## BEGIN Available data
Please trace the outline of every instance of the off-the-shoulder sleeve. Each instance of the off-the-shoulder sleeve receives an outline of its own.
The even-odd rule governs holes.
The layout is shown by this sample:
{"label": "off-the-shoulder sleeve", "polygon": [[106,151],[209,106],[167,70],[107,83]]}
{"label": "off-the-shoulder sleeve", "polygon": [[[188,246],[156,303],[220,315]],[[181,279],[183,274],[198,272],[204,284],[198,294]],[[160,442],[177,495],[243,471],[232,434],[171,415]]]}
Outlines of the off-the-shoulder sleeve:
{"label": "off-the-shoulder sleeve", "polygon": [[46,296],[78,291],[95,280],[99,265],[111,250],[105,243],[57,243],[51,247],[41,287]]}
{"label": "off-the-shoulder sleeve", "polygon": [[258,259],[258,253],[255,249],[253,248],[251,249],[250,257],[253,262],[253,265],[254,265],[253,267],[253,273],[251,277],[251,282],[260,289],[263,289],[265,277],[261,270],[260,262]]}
## END Available data
== Problem to work on ==
Edit all the entries above so that "even-odd rule" becomes "nonzero rule". Keep every other word and number the same.

== Written solution ==
Please trace the outline of every instance of the off-the-shoulder sleeve. Each instance of the off-the-shoulder sleeve receives an outline of its own.
The nonzero rule governs holes.
The layout is shown by this sample:
{"label": "off-the-shoulder sleeve", "polygon": [[106,151],[209,106],[167,70],[107,83]]}
{"label": "off-the-shoulder sleeve", "polygon": [[[188,246],[156,303],[220,315]],[[181,279],[183,274],[198,272],[204,284],[198,294]],[[160,442],[177,495],[243,471],[232,434],[171,415]]]}
Outlines of the off-the-shoulder sleeve:
{"label": "off-the-shoulder sleeve", "polygon": [[46,296],[78,291],[95,280],[99,265],[111,250],[105,243],[57,243],[51,247],[41,287]]}
{"label": "off-the-shoulder sleeve", "polygon": [[258,259],[258,253],[255,249],[253,248],[251,249],[250,257],[253,262],[253,265],[254,265],[253,267],[253,273],[251,277],[251,282],[260,289],[263,289],[265,277],[261,270],[260,262]]}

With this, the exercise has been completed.